Exercise details
Extend the personal account of a late train ride beside a mother and her exhausted young son, beginning after its final sentence.

Text under study
*** Block opens ***
Part of my reaction: she was either and Arab-American or African-American Muslim wearing a black headscarf. Would I have become upset if she’d be “just like me” or even mere Black? I don’t know. But yes, I was thinking “Go the f— back to your own country and torture us from there instead of subjecting us to this.”

But she wasn’t torturing anyone. In fact she was the victim, along with her son…and thank God she got her  daughter to move to the facing seat so the little boy could lay down.

The little boy was me, of course. Kept up far too late, but probably because there was no man with her who could help, and no woman either. I remembered long rides home when I was no older than that kid when I suffered from exhaustion and maybe hunger at having to sit still in a damn train just because there was no one to help and no help for the length of the trip.
*** Block closes ***
Exercise data
*** Block opens ***
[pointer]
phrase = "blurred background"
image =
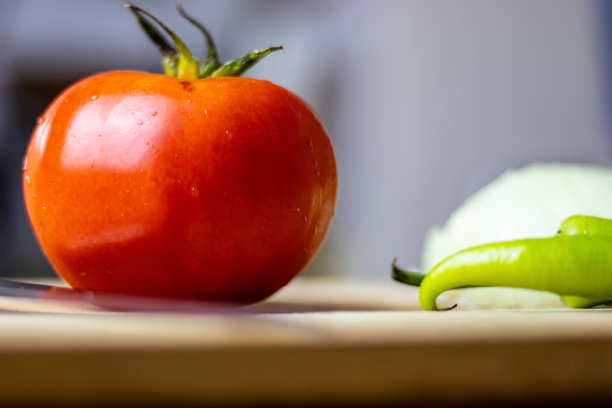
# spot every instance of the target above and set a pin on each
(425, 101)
*** Block closes ***
*** Block opens ***
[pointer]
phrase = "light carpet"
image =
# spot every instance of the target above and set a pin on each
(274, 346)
*** Block closes ***
Your response
There’s always a moral and it’s called Patience and Tolerance. When I had an insight into what was happening I calmed myself down and went back to a book on digital photography. I could not teach the mother about parenting and she probably could not teach me about manual controls on a Nikon, either. We just handled each other. I only thought I wanted to break the invisible barrier and whisper “It will be okay.” And I pray to God that it will be, that it was not part of a pattern of emotional abandonment that one day will come back to bite them all.

Second, A tale of two photographs

The back of the photo reads “Kenneth 1944.” The picture was taken (I imagine by my father) when I was a few months old. It was summer or early fall. How old was I? Maybe six months. There was still a war in progress in Europe and the Pacific. Franklin Delano Roosevelt was President. My father, who’d been in the Marines in World War I,  had volunteered to go back to the service after Pearl Harbor but was sent home. “Jack, we don’t need you right now.” I suppose they were praying they would never need to call a 44-year-old man back to active duty on Saipan or the Philippines.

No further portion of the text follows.